Source passage:
========
In addition to the grouped variables, we also need to create at least one spatial weights matrix, e.g., natregimes_q for first order queen contiguity.
After saving all this information into a project file, we clear the current project and load the new project file into the Connect to Data Sources dialog. This brings up the familiar green themeless U.S. counties map.
Bivariate Spatial Correlation - A Word of Caution
The concept of bivariate spatial correlation is complex and often misinterpreted. It is typically considered to be the correlation between one variable and the spatial lag of another variable, as originally implemented in the precursor of GeoDa (e.g., as described in Anselin, Syabri, and Smirnov 2002). However, this does not take into account the inherent correlation between the two variables. More precisely, the bivariate spatial correlation is between \(x_i\) and \(\sum_j w_{ij} y_j\), but does not take into account the correlation between \(x_i\) and \(y_i\), i.e., between the two variables at the same location.
As a result, this statistic is often interpreted incorrectly, as it may overestimate the spatial aspect of the correlation that instead may be due mostly to the in-place correlation. Lee (2001) provides an alternative that considers a separation between the correlative aspect and the spatial aspect, but we will not pursue that here.
Below, we provide a more in-depth assessment of the different aspects of bivariate spatial and non-spatial association, but first we turn to the original concept of a bivariate Moran scatter plot.
Bivariate Moran Scatter Plot
Concept
In its initial conceptualization, as mentioned above, a bivariate Moran scatter plot extends the idea of a Moran scatter plot with a variable on the x-axis and its spatial lag on a y-axis to a bivariate context. The fundamental difference is that in the bivariate case the spatial lag pertains to a different variable. In essence, this notion of bivariate spatial correlation measures the degree to which the value for a given variable at a location is correlated with its neighbors for a different variable.
As in the univariate Moran scatter plot, the interest is in the slope of the linear fit. This yields a Moran’s I-like statistic as: \[I_B = \frac{\sum_i (\sum_j w_{ij} y_j \times x_i)}{ \sum_i x_i^2},\] or, the slope of a regression of \(Wy\) on \(x\).
As before, all variables are expressed in standardized form, such that their means are zero and their variance one. In addition, the spatial weights are row-standardized.
Note that, unlike in the univariate autocorrelation case, the regression of \(x\) on \(Wy\) also yields an unbiased estimate of the slope, providing an alternative perspective on bivariate spatial correlation (see below for further discussion).2
A special case of bivariate spatial autocorrelation is when the variable is measured at two points in time, say \(z_{i,t}\) and \(z_{i,t-1}\). The statistic then pertains to the extent to which the value observed at a location at a given time, is correlated with its value at neighboring locations at a different point in time.
========
Source material:
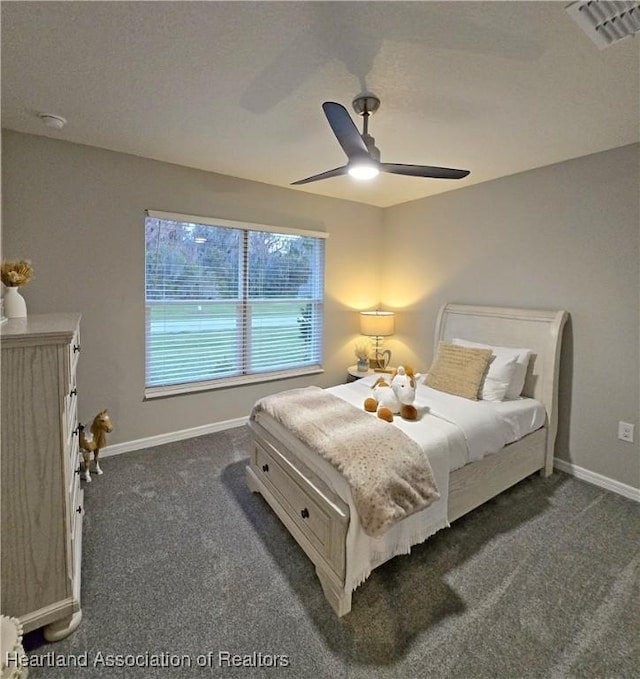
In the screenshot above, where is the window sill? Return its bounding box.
========
Work to be completed: Rewrite the bivariate spatial correlation text between "As a result, this" and "Moran scatter plot.", inclusive, replacing "overestimate" with "exaggerate".

Exercise result:
As a result, this statistic is often interpreted incorrectly, as it may exaggerate the spatial aspect of the correlation that instead may be due mostly to the in-place correlation. Lee (2001) provides an alternative that considers a separation between the correlative aspect and the spatial aspect, but we will not pursue that here.
Below, we provide a more in-depth assessment of the different aspects of bivariate spatial and non-spatial association, but first we turn to the original concept of a bivariate Moran scatter plot.